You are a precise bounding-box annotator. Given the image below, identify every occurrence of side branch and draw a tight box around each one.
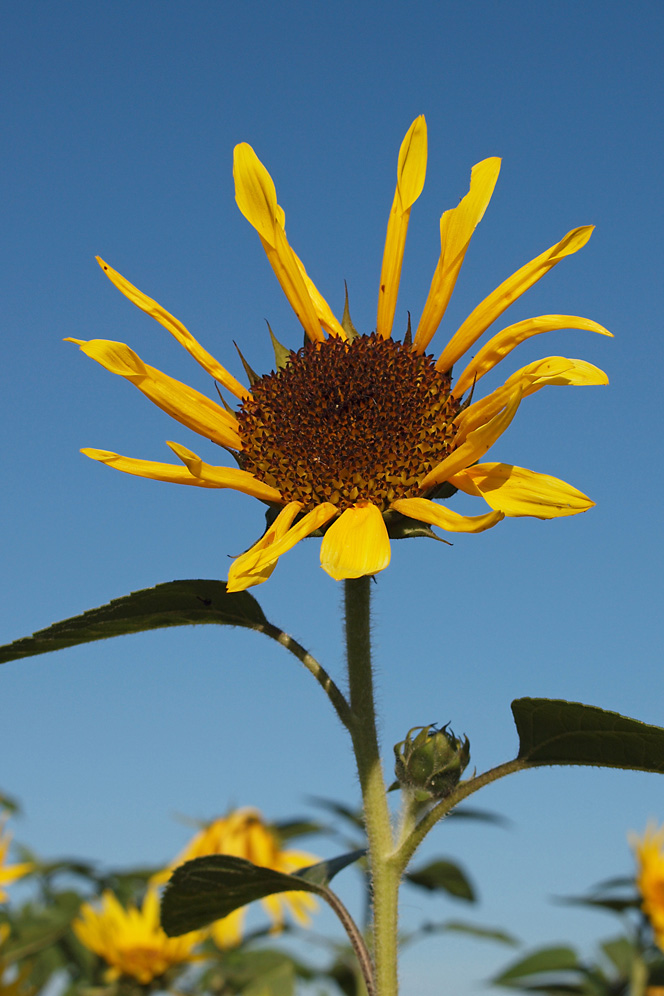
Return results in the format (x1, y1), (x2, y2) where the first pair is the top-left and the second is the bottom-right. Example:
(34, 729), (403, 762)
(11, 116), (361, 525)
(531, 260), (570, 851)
(256, 622), (352, 730)
(392, 757), (529, 872)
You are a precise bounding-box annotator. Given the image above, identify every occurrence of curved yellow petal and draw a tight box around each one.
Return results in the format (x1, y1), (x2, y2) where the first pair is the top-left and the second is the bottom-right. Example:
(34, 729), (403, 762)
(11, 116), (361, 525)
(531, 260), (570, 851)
(420, 390), (521, 491)
(452, 315), (613, 398)
(391, 498), (505, 533)
(168, 441), (282, 502)
(65, 339), (242, 450)
(413, 156), (500, 353)
(376, 114), (427, 339)
(227, 501), (338, 591)
(456, 356), (609, 438)
(436, 225), (595, 371)
(291, 249), (348, 339)
(448, 463), (595, 519)
(95, 256), (251, 401)
(320, 502), (390, 581)
(81, 447), (221, 488)
(233, 142), (325, 342)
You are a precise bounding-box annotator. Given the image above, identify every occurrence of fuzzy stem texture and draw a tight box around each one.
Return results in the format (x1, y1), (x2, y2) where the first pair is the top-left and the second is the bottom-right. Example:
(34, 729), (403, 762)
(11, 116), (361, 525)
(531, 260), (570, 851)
(344, 577), (400, 996)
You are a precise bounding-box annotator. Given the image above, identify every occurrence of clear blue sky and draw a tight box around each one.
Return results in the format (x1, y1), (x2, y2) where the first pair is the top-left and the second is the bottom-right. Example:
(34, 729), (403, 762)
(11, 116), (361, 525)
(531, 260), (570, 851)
(0, 0), (664, 996)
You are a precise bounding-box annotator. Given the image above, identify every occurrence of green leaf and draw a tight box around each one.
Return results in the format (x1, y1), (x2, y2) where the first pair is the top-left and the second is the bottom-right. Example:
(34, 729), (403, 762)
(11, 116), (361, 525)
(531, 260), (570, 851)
(512, 699), (664, 772)
(491, 946), (581, 986)
(293, 847), (367, 886)
(161, 854), (321, 937)
(406, 860), (475, 903)
(161, 850), (365, 937)
(242, 962), (295, 996)
(0, 580), (267, 664)
(416, 920), (519, 947)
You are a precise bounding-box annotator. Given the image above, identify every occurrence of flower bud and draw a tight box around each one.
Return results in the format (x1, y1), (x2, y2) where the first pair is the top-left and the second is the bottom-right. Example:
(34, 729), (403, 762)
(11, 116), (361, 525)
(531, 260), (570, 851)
(394, 723), (470, 802)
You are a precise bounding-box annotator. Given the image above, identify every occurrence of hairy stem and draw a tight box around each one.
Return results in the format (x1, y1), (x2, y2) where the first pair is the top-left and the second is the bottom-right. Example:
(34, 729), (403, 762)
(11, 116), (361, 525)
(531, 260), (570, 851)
(344, 577), (400, 996)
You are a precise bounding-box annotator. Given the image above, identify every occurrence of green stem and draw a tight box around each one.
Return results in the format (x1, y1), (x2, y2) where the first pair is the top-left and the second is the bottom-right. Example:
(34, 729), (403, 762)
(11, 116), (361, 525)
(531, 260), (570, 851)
(344, 577), (400, 996)
(392, 758), (528, 874)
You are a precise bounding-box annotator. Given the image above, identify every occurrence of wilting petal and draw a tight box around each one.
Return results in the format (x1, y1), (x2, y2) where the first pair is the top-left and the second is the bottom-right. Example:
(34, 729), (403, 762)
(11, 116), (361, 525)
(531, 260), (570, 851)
(168, 442), (282, 502)
(376, 114), (427, 339)
(81, 447), (222, 488)
(436, 225), (594, 371)
(452, 315), (613, 398)
(233, 142), (325, 342)
(420, 390), (521, 491)
(227, 501), (337, 591)
(456, 356), (609, 439)
(448, 463), (595, 519)
(320, 503), (390, 581)
(96, 256), (251, 401)
(413, 156), (500, 353)
(291, 249), (348, 339)
(65, 339), (242, 450)
(391, 498), (505, 533)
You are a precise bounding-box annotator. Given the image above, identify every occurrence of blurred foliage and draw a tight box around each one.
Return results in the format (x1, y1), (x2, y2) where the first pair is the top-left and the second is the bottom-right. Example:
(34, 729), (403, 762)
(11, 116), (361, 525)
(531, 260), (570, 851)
(492, 878), (664, 996)
(0, 797), (506, 996)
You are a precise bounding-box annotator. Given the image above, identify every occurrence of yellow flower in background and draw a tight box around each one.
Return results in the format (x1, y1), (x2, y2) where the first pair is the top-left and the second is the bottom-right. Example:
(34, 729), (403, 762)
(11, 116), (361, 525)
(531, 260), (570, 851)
(170, 808), (318, 948)
(0, 819), (34, 903)
(69, 117), (611, 591)
(630, 823), (664, 951)
(0, 923), (37, 996)
(72, 888), (203, 985)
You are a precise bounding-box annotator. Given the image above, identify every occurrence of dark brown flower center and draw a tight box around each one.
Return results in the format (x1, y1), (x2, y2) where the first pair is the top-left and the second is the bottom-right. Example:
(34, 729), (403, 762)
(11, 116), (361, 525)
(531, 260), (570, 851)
(237, 333), (459, 511)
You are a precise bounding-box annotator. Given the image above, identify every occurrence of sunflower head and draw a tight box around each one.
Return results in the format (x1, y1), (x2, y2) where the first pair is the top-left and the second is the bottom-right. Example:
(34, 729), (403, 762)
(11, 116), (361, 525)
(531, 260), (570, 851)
(630, 823), (664, 951)
(73, 116), (611, 591)
(72, 888), (204, 986)
(160, 807), (318, 949)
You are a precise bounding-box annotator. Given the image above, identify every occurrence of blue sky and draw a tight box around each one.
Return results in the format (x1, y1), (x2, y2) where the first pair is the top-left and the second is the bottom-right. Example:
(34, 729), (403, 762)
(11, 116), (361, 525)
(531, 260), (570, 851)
(0, 0), (664, 996)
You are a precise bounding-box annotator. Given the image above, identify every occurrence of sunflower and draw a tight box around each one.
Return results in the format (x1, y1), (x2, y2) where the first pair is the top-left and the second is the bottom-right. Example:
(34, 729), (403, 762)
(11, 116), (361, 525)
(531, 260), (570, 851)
(72, 888), (204, 985)
(157, 807), (318, 949)
(68, 116), (611, 591)
(0, 817), (34, 903)
(630, 823), (664, 950)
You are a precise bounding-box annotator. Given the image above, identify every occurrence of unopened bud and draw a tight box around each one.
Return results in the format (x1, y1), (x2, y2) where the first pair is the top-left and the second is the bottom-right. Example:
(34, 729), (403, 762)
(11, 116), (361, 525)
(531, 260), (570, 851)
(394, 723), (470, 802)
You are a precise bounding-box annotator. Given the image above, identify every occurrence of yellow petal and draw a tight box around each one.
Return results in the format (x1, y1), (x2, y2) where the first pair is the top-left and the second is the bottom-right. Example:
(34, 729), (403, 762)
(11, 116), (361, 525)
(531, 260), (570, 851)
(168, 442), (282, 502)
(420, 390), (521, 491)
(227, 501), (338, 591)
(233, 142), (278, 245)
(291, 249), (348, 339)
(233, 142), (325, 342)
(96, 256), (251, 401)
(81, 447), (224, 490)
(65, 339), (242, 450)
(448, 463), (595, 519)
(320, 502), (390, 581)
(452, 315), (613, 398)
(391, 498), (505, 533)
(455, 356), (609, 439)
(413, 156), (500, 353)
(436, 225), (594, 371)
(376, 114), (427, 339)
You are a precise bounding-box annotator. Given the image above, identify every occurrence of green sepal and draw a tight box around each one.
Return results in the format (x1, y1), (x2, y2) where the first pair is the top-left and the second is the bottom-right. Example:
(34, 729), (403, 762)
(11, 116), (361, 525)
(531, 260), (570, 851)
(405, 859), (476, 903)
(383, 508), (452, 546)
(341, 280), (360, 342)
(161, 850), (365, 937)
(233, 340), (260, 387)
(512, 698), (664, 773)
(265, 321), (293, 370)
(0, 580), (267, 664)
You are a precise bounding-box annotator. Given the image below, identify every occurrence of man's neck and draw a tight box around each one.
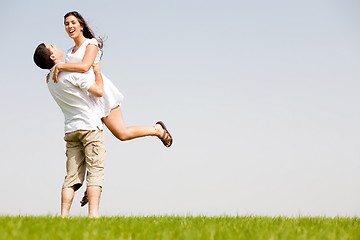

▸ **WHAT TO WORK ON**:
Rewrite the data from its first line through the line containing "(392, 757), (529, 872)", both ends included, keeping the instruction and format sample lines unchanged and increasing every coordinate in the answer boxes by 28. Leave the picture out.

▸ **RESULT BELOW**:
You are a precise bounding-box annotator. Given the image below, identify every occurrence of side branch and draw a tight box around each one.
Return results in the format (x1, y1), (x2, y2) where the first pair is the top-left and the second is the bottom-right. Example:
(34, 729), (403, 762)
(11, 116), (361, 525)
(531, 260), (570, 851)
(284, 650), (380, 758)
(420, 785), (557, 900)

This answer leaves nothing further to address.